[62574] in North American Network Operators' Group

home help back first fref pref prev next nref lref last post

Re: Providers removing blocks on port 135?

daemon@ATHENA.MIT.EDU (Jack Bates)
Fri Sep 19 10:49:29 2003

Date: Fri, 19 Sep 2003 09:47:32 -0500
From: Jack Bates <jbates@brightok.net>
To: Adam Hall <Adam.Hall@networktelephone.net>
Cc: "'nanog@nanog.org'" <nanog@nanog.org>
In-Reply-To: <76774E200433D611A6E000D0B73C4E321FF900@pflnocti.corp.com>
Errors-To: owner-nanog-outgoing@merit.edu


Adam Hall wrote:

> 
> 
> Anyone know anything about prorviders removing ACLs from their routers 
> to allow ports 135/445/4444 back into their network?  Curious only 
> because customers are calling in saying that Verizon, Cox, Bellsouth, 
> and DSL.net are doing so and seem to have a big problem with the fact 
> that we're hesitent follow their lead.

# DATASET ROWS
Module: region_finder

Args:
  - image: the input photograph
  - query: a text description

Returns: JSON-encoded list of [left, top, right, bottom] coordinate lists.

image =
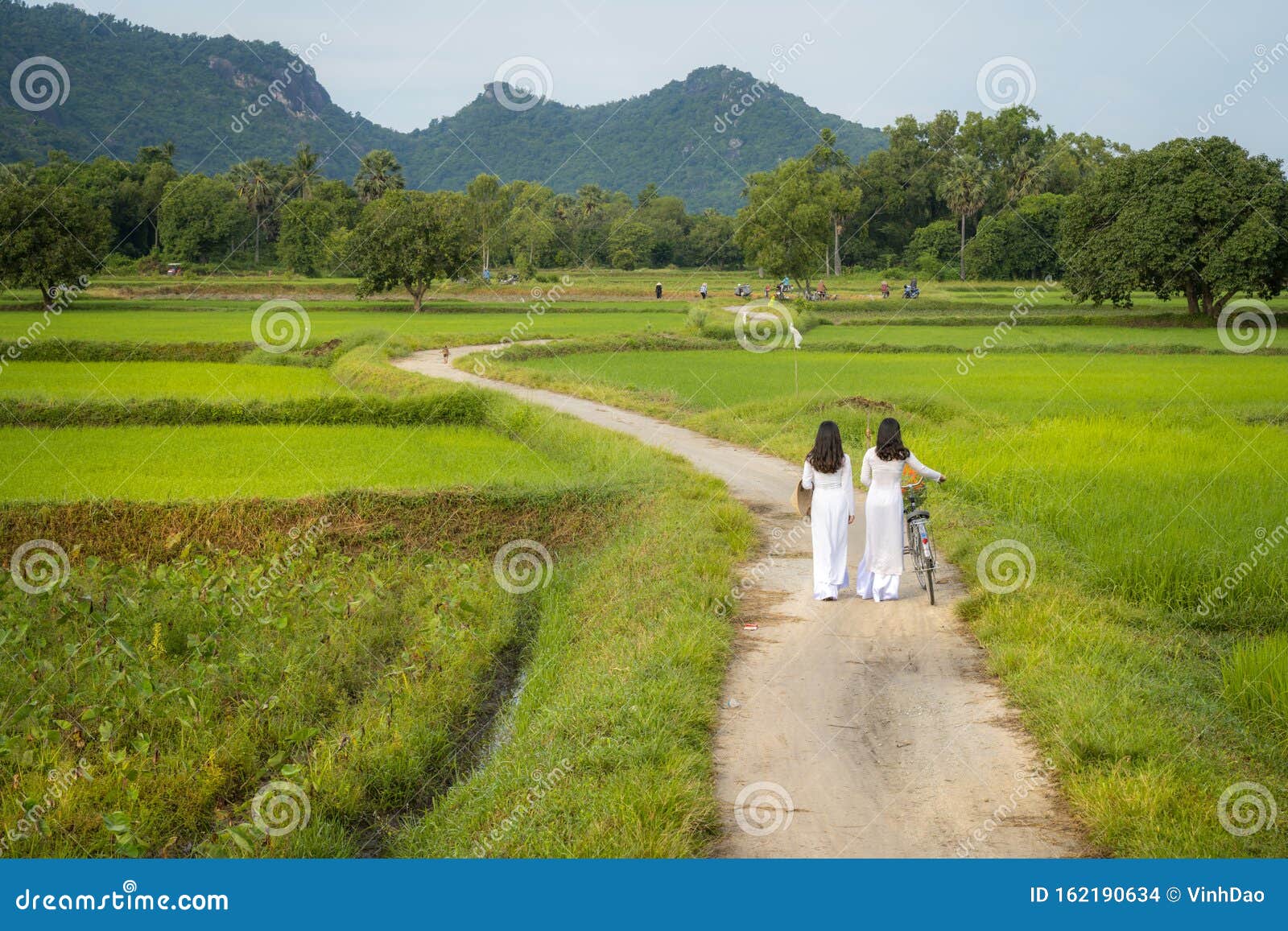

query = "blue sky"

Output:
[[65, 0, 1288, 157]]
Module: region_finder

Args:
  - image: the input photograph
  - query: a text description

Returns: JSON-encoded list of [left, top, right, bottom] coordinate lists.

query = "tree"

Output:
[[353, 191, 470, 311], [159, 175, 253, 262], [0, 183, 112, 309], [277, 200, 337, 278], [966, 195, 1065, 279], [505, 182, 558, 269], [229, 159, 279, 266], [809, 126, 861, 274], [1060, 137, 1288, 317], [353, 148, 406, 204], [939, 156, 988, 281], [465, 175, 507, 268], [286, 143, 322, 201], [680, 208, 742, 269], [734, 159, 833, 290], [903, 219, 961, 268]]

# ACTIONS TO TAKE
**A.** Write out, word for word, the part of the mailing list post on port 135 blocks that opens with the words containing "[62574] in North" and closes with "daemon@ATHENA.MIT.EDU (Jack Bates)".
**B.** Resume the mailing list post on port 135 blocks, continuing from its last line.
The rows come from a source separate from the mailing list post on port 135 blocks.

# TASK RESULTS
**A.**
[62574] in North American Network Operators' Group

home help back first fref pref prev next nref lref last post

Re: Providers removing blocks on port 135?

daemon@ATHENA.MIT.EDU (Jack Bates)

**B.**
> 

No two networks are the same, nor do they have the same issues. The new 
RPC exploit worm will be interesting to watch on the above networks if 
they've dropped their blocks. There's also a question of at which layer 
they have done so. For example, if blocks were removed from central 
sites in favor of blocks that were pushed out to the end users.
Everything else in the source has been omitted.